CHARLESTON, W.Va. — DuPont agreed to a settlement Thursday that could be worth more than $340 million to resolve a class action lawsuit alleging the chemical giant contaminated water supplies in West Virginia and Ohio with a key ingredient used in its Teflon products.
A circuit judge must still approve the terms reached between DuPont and lawyers for as many as 60,000 residents who sued over exposure to the chemical C8, also known as ammonium perfluorooctanoate, or PFOA.
The settlement requires DuPont to make cash payments and expenditures of $85 million, as well as pay attorneys’ fees and expenses of $22.6 million. The agreement, which does not include any admission of liability by DuPont, also calls for chemical company to fund a $5 million study into whether C8 causes disease in humans. If a scientific panel finds such a link, DuPont would pay up to $235 million — the bulk of the potential settlement — on medical monitoring testing of residents.
“We want to make very clear that settling this lawsuit in no way implies any admission of liability on DuPont’s part,” said Stacey Mobley, DuPont general counsel. “Nevertheless, a settlement at this time provides benefit to both parties by taking reasonable steps based on science and, at the same time, contributing to the community.”

• MATERIAL SHOWN

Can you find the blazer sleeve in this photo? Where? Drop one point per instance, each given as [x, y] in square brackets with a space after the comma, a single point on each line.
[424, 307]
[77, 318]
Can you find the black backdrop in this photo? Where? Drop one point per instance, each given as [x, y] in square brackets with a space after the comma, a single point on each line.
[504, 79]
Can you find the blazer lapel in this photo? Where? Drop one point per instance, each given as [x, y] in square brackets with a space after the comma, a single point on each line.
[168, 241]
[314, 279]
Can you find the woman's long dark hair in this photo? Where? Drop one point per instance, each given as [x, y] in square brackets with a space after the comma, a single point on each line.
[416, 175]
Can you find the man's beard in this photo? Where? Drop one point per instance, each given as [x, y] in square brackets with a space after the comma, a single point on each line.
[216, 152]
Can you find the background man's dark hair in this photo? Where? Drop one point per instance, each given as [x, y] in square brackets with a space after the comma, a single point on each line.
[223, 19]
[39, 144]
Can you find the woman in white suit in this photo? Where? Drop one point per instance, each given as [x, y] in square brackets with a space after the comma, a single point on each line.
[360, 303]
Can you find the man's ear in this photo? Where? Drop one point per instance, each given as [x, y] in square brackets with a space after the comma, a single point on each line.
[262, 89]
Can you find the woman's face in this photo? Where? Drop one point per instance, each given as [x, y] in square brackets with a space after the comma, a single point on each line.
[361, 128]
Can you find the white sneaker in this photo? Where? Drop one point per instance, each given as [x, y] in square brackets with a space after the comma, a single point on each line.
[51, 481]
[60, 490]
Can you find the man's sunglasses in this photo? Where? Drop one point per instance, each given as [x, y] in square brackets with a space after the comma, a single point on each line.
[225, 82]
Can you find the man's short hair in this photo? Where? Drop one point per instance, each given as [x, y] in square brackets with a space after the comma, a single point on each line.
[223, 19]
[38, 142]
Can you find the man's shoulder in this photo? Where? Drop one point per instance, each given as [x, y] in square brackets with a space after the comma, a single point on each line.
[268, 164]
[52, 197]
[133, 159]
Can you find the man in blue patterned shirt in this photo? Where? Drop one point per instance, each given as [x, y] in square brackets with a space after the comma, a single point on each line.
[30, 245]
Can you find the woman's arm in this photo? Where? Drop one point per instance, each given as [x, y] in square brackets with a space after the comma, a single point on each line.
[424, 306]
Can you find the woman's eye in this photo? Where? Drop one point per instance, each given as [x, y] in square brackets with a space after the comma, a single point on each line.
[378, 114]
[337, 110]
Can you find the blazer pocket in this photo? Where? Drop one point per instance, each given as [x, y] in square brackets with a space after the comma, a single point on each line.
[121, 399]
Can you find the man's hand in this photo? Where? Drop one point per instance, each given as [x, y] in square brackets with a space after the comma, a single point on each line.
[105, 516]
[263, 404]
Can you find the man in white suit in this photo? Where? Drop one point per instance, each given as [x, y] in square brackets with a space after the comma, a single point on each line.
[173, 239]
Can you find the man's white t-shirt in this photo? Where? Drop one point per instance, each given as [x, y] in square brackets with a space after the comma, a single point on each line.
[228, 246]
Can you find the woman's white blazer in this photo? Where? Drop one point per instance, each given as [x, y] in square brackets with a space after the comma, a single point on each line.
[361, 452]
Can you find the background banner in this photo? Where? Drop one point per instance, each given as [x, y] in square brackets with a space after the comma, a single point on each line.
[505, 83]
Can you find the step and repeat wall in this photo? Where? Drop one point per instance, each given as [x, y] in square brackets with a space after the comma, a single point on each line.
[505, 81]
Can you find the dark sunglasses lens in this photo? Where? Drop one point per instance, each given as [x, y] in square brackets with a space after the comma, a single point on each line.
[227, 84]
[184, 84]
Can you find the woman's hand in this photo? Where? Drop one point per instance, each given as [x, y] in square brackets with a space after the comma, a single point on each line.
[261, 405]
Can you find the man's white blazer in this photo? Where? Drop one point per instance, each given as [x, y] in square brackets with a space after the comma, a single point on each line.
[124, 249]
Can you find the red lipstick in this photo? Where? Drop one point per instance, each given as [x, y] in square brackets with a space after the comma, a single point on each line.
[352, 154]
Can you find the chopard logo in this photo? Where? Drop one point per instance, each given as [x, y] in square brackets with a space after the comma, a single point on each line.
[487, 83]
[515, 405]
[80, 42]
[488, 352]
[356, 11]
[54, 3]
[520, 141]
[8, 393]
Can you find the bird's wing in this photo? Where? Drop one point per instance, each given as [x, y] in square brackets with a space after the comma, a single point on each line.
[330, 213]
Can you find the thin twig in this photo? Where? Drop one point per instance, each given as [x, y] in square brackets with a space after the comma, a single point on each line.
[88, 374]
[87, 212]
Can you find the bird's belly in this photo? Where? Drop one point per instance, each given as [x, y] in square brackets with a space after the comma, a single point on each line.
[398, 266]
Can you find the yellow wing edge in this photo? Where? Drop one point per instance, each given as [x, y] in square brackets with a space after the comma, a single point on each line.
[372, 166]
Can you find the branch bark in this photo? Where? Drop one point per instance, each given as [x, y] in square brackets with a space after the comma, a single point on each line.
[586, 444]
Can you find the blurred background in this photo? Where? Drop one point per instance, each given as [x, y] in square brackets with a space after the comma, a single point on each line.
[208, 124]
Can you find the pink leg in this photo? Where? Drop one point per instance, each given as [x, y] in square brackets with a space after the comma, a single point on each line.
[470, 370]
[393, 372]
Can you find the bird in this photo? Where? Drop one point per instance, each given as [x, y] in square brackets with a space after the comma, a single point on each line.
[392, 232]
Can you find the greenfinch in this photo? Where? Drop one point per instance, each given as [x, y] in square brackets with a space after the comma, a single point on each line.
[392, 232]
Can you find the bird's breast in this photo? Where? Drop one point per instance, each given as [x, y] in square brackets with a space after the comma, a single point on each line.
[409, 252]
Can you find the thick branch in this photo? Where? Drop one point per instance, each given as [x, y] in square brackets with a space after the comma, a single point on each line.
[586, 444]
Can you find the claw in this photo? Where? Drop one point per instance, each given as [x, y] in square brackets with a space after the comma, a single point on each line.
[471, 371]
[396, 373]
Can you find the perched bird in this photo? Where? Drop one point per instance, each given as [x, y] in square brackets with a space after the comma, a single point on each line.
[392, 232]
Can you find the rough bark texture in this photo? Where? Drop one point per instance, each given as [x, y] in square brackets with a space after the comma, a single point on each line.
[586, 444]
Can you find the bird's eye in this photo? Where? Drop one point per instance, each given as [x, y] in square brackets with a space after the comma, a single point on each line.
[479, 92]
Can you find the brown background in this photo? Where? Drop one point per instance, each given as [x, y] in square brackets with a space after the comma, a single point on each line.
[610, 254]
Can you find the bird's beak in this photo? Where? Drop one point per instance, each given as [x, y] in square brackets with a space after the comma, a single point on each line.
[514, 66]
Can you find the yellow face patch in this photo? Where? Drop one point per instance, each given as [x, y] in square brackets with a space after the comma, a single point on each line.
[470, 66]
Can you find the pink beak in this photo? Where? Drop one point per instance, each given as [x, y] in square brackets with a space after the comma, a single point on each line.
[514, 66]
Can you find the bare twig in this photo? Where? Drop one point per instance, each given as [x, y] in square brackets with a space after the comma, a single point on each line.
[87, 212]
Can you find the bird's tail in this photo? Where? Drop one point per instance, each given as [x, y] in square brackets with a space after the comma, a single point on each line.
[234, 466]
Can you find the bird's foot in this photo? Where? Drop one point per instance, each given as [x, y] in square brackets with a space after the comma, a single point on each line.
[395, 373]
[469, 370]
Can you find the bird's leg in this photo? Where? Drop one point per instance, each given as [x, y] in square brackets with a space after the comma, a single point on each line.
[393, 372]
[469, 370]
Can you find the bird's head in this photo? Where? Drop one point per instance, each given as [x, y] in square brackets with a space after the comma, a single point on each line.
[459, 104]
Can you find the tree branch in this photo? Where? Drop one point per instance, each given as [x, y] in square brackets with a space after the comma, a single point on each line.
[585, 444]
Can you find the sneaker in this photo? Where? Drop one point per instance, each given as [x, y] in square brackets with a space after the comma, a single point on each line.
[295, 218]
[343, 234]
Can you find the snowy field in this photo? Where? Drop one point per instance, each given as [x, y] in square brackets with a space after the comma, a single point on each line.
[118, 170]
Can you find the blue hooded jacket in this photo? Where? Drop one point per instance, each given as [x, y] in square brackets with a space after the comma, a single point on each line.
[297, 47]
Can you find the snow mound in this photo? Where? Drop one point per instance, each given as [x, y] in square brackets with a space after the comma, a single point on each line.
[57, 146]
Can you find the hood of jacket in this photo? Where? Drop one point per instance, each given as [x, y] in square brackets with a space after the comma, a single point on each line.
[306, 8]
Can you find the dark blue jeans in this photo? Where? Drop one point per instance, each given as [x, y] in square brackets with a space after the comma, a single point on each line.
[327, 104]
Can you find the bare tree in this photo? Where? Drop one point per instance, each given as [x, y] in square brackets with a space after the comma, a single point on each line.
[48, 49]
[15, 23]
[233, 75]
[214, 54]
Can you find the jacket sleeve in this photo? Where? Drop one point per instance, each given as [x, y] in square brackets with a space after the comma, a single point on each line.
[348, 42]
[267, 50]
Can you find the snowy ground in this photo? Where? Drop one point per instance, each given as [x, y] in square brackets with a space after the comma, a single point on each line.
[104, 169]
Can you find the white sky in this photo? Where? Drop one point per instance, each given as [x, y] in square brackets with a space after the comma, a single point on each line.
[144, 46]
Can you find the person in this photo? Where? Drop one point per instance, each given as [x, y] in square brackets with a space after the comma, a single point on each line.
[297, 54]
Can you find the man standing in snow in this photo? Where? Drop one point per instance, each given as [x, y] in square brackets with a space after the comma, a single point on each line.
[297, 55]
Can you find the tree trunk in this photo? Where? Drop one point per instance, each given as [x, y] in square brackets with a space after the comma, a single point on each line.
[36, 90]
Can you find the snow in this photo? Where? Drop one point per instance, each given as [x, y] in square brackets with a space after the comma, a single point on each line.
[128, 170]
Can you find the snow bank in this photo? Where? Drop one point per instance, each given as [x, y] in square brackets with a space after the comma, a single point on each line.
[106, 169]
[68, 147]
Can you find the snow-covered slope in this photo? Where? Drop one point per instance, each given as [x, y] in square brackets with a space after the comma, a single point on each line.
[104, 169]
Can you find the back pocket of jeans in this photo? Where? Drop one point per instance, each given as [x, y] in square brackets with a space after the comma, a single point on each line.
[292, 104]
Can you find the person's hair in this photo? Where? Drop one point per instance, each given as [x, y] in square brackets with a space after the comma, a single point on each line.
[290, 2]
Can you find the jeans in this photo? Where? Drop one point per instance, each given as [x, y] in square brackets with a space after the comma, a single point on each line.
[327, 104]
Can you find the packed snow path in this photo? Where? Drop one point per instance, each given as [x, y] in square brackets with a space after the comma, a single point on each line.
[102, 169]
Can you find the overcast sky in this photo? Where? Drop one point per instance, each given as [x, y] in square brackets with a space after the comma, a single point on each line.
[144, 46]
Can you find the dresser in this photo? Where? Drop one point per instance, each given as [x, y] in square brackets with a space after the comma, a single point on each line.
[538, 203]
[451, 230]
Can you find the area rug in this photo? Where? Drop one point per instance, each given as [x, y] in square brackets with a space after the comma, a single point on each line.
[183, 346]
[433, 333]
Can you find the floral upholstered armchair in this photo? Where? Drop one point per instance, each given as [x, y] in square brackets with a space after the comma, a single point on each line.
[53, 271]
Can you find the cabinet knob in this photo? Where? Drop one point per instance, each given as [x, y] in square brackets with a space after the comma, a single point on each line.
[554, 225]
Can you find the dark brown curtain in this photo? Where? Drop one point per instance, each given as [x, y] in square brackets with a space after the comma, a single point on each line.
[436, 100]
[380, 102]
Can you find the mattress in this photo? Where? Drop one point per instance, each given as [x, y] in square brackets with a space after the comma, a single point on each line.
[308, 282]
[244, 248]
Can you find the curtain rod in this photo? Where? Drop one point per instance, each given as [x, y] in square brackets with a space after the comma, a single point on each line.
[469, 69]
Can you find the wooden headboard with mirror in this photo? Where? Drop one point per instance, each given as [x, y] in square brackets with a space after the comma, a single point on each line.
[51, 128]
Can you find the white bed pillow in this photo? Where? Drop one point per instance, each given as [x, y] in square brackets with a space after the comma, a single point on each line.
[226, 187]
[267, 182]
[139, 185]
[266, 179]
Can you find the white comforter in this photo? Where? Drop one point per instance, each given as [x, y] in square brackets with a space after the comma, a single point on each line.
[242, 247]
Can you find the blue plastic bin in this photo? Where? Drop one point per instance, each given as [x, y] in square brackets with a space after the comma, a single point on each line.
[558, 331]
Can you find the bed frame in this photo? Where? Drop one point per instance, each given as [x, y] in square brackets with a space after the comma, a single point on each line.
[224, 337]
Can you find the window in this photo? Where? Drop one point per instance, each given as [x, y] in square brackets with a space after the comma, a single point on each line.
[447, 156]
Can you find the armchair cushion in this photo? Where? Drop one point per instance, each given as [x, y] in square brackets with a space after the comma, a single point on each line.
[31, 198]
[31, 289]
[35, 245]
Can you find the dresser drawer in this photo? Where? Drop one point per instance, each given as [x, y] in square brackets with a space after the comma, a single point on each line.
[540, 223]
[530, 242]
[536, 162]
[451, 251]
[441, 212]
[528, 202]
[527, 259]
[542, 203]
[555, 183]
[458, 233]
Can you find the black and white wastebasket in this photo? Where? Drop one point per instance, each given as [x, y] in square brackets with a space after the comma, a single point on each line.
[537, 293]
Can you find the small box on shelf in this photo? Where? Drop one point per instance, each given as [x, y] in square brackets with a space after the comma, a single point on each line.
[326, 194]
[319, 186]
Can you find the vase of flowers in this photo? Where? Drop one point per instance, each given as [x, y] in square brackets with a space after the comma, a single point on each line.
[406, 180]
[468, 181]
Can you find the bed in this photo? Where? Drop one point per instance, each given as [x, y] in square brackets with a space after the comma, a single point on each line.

• TASKS
**1.** Summarize the DuPont settlement report in two sentences.
**2.** Reproduce the DuPont settlement report word for word, starting at "A circuit judge" and ending at "perfluorooctanoate, or PFOA.".
**3.** Write what comes next in the DuPont settlement report, picking up after its final sentence.

• ANSWER LIST
**1.** DuPont agreed to a settlement, still subject to a circuit judge's approval, that could be worth more than $340 million to resolve a class action alleging it contaminated water supplies in West Virginia and Ohio with C8, a key ingredient in its Teflon products. The terms include $85 million in cash payments and expenditures, $22.6 million in attorneys' fees and expenses, a $5 million study of whether C8 causes disease in humans, and up to $235 million for medical monitoring if a scientific panel finds such a link, all without any admission of liability by DuPont.

**2.**
A circuit judge must still approve the terms reached between DuPont and lawyers for as many as 60,000 residents who sued over exposure to the chemical C8, also known as ammonium perfluorooctanoate, or PFOA.

**3.**
Harry Detzler, one of the lawyers for the residents, agreed.
“We strongly believe that this settlement is in the best interests of the class,” he said. “Had it been litigated, we wouldn’t be at this point for another two years.”
The proposed settlement follows a July report by the U.S. Environmental Protection Agency alleging DuPont of failing to properly report the discovery of C8, in drinking water near the company’s Washington Works facility near Parkersburg, which is near the Ohio border. DuPont is challenging those findings.
In afternoon trading Thursday, DuPont shares were up 15 cents at $42.91 on the New York Stock Exchange.